Start of PAGE EXCERPT
Several lines of evidence have suggested that female hormones may lower the risk for developing colorectal cancer. However, the mechanisms by which sex hormones affect colorectal cancer development remain unknown. We sought to determine whether the association may be under genetic control by evaluating genetic variation in estrogen receptors (ESR1 and ESR2), progesterone receptor (PGR), aromatase cytochrome 450 enzyme (CYP19A1), and 17 beta-hydroxysteroid dehydrogenase type 2 gene (HSD17B2).


We included 158 incident cases of colorectal cancer and 563 randomly chosen control subjects from 28,345 women in the Women's Health Study aged 45 or older who provided blood samples and had no history of cancer or cardiovascular disease at baseline in 1993. All cases and controls were Caucasians of European descent. A total of 63 tagging and putative functional SNPs in the 5 genes were included for analysis. Unconditional logistic regression was used to estimate odds ratio (ORs) and 95% confidence intervals (CIs).
End of PAGE EXCERPT
Start of RECORDS SUPPLIED
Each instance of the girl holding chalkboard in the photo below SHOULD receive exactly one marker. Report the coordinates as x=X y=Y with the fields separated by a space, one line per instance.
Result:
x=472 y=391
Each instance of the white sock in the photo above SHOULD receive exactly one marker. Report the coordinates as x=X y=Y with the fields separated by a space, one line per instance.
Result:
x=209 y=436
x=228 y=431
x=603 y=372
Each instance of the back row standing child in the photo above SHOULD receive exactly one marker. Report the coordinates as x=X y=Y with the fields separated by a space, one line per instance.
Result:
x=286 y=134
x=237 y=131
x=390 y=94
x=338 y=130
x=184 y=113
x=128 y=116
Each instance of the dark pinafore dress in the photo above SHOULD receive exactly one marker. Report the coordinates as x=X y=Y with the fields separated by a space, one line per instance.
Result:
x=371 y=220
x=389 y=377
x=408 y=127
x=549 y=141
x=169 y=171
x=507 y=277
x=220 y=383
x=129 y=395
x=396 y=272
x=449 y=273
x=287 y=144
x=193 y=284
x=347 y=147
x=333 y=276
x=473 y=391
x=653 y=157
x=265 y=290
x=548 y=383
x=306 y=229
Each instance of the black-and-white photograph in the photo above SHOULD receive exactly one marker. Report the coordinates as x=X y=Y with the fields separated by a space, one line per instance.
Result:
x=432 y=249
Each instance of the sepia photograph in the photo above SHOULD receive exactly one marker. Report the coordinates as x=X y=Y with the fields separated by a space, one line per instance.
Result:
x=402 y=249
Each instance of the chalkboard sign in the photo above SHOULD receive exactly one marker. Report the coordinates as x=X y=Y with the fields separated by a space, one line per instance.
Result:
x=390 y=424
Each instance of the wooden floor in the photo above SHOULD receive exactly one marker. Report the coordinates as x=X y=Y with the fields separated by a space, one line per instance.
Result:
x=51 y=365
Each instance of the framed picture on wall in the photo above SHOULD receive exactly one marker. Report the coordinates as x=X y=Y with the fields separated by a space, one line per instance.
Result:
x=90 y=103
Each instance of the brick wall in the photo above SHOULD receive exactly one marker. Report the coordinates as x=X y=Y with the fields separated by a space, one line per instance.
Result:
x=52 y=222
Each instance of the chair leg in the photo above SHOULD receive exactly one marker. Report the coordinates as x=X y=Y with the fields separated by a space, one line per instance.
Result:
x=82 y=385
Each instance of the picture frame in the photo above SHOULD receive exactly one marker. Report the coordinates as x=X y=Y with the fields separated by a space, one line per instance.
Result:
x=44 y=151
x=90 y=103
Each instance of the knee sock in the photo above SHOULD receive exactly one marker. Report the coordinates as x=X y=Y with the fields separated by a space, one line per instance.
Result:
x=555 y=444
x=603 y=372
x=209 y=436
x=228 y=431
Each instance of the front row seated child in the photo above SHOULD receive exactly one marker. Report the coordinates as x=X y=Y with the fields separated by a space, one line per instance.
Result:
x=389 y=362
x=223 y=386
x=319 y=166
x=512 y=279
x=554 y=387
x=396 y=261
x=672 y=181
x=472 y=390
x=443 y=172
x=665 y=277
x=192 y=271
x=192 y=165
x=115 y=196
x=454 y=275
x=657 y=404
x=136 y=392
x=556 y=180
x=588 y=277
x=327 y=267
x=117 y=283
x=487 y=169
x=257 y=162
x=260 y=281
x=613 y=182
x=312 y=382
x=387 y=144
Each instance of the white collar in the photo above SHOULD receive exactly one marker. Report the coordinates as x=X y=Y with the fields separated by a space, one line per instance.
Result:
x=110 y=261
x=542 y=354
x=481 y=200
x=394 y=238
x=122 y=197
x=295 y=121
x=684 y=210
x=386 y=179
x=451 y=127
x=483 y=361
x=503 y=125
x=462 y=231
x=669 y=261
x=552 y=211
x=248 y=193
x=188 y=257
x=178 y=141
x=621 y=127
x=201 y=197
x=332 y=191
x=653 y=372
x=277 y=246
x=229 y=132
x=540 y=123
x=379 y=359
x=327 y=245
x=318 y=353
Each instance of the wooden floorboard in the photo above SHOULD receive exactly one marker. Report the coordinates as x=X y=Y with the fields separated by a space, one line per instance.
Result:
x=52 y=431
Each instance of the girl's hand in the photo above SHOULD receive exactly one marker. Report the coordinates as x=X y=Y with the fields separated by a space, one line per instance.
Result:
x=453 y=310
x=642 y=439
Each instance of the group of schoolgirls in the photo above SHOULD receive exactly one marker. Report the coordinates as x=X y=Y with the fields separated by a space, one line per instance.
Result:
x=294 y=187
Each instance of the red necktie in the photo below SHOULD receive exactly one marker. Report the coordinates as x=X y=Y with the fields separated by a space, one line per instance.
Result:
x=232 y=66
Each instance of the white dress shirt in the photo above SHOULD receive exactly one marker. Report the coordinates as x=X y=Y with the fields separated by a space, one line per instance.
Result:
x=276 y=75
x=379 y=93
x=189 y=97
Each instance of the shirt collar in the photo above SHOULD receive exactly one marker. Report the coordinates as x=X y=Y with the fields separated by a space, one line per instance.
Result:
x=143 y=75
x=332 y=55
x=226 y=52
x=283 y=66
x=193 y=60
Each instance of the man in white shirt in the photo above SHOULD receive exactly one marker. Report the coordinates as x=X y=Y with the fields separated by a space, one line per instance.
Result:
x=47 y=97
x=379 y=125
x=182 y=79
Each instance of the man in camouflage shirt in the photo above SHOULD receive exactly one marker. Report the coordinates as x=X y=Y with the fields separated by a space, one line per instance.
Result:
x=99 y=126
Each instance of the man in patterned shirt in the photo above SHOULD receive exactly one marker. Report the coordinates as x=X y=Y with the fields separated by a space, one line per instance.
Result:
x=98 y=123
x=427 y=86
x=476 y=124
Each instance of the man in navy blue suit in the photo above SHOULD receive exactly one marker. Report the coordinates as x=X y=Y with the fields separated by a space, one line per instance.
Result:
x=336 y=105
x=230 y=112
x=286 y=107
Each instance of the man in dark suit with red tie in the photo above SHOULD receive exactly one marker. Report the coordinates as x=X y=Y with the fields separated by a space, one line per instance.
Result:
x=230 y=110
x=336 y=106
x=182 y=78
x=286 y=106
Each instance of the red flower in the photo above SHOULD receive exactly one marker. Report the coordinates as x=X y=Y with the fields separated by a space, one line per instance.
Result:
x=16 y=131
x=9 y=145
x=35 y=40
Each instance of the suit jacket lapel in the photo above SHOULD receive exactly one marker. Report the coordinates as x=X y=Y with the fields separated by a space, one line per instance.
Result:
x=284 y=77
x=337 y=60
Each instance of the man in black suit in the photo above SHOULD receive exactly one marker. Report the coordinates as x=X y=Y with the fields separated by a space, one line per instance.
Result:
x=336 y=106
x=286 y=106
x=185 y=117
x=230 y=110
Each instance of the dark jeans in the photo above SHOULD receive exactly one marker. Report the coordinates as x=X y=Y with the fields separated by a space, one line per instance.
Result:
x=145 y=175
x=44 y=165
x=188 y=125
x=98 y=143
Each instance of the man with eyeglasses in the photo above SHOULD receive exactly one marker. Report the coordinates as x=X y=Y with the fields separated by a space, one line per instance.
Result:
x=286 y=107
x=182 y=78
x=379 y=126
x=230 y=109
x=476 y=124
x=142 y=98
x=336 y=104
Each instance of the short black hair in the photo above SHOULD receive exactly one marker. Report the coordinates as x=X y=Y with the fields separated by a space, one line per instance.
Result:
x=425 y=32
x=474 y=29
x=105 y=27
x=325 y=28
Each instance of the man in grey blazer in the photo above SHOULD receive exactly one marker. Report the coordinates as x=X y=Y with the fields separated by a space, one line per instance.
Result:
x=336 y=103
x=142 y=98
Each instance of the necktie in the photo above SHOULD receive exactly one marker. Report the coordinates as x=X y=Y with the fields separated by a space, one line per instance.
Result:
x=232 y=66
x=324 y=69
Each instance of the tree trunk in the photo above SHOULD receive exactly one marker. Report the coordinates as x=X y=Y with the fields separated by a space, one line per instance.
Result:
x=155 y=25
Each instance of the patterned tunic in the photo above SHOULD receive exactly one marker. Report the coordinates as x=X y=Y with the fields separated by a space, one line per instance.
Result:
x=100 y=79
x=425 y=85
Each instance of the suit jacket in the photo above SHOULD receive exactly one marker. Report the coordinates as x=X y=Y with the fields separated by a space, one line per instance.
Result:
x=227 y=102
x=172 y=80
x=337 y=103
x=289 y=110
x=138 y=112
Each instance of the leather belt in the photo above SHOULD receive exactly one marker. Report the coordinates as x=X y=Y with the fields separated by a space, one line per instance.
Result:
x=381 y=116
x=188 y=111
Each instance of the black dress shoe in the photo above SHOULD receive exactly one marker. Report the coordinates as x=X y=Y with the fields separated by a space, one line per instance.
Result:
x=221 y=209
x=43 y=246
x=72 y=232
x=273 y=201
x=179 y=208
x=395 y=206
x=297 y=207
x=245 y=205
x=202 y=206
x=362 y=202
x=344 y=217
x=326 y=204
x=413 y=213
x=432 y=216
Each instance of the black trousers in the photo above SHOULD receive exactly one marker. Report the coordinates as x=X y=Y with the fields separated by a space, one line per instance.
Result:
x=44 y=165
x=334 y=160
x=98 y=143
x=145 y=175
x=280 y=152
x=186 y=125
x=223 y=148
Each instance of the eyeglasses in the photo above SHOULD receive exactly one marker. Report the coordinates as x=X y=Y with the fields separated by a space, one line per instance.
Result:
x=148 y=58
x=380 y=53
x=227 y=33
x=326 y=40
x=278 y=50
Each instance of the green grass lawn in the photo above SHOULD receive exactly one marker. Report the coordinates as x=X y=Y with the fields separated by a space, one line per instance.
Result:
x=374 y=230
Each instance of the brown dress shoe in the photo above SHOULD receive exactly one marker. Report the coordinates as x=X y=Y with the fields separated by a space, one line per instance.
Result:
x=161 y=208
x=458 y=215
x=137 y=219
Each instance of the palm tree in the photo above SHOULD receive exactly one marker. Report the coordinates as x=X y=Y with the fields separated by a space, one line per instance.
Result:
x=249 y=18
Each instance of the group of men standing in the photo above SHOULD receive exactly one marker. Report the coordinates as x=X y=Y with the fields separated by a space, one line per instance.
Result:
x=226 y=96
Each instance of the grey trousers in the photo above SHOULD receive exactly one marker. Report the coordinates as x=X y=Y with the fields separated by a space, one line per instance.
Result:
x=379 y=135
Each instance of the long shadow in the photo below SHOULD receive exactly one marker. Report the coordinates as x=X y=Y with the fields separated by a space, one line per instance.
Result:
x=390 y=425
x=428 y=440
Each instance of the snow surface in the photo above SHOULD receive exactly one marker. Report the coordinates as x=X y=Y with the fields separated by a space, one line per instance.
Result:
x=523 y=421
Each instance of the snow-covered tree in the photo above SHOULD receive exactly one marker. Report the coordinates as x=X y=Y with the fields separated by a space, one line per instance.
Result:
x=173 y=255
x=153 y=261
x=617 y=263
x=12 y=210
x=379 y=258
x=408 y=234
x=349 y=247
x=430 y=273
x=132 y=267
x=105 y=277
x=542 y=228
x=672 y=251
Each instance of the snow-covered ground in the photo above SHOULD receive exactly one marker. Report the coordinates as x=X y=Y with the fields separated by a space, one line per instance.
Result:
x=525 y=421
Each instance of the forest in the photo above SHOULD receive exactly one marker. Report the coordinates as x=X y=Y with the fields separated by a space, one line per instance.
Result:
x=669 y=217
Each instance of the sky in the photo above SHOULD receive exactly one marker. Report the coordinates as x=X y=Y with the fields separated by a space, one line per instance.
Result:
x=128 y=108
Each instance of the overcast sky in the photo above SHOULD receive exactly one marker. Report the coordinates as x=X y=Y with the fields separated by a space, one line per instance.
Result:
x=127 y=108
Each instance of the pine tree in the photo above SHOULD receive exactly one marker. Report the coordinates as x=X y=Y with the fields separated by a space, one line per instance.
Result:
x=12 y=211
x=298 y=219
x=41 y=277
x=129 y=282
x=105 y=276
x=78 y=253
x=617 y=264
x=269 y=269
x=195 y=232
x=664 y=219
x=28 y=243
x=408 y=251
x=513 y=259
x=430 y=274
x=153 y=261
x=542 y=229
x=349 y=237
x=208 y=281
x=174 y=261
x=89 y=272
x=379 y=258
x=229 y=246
End of RECORDS SUPPLIED
WHAT THE TASK REQUIRES:
Write what comes next in the excerpt on hormone-related genes and colorectal cancer risk, starting after its final sentence. The entries have no connection to the text about hormone genes and colorectal cancer.

ANSWER SECTION:
There was no association between variation in ESR1, ESR2, PGR, CYP19A1 and HSD17B2 and colorectal cancer risk after correction for multiple comparisons (p values after correction > or =0.25). There was also no association with any of the haplotypes examined (p > or = 0.15) and no evidence of joint effects of variants in the 5 genes (p > or = 0.51).


Our data offer insufficient support for an association between variation in ESR1, ESR2, PGR, CYP19A1, and HSD17B2 and risk for developing colorectal cancer.